_Consigne_. Indiquez combien de lignes des données contiennent la chaîne « coat », en respectant la casse. Donnez uniquement ce nombre.

_Données_.

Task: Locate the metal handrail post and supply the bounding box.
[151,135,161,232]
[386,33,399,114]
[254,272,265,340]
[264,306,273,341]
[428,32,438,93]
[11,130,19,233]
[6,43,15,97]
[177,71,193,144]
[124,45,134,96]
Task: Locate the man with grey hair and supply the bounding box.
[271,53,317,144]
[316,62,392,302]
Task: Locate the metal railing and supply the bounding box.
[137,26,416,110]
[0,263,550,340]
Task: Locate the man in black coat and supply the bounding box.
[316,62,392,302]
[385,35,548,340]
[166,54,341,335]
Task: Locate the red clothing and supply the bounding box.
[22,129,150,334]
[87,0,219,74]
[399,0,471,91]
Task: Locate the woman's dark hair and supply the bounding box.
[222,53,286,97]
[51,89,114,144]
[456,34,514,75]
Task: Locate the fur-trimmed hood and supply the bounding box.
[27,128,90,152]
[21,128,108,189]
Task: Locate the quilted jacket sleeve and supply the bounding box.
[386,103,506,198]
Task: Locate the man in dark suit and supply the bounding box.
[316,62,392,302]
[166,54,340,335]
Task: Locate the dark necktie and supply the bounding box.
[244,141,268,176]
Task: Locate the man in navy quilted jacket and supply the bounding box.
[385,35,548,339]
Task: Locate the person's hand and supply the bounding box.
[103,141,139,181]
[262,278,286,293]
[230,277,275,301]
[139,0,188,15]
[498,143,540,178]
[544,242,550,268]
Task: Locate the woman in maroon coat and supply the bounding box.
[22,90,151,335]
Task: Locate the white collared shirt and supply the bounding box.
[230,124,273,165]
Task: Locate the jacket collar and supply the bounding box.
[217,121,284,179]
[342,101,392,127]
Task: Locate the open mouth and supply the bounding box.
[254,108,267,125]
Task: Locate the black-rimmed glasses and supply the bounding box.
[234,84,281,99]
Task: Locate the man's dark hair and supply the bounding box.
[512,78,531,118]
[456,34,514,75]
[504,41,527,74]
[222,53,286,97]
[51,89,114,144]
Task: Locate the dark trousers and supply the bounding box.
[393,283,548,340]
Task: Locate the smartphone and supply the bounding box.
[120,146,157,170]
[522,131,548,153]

_Corrigé_. 2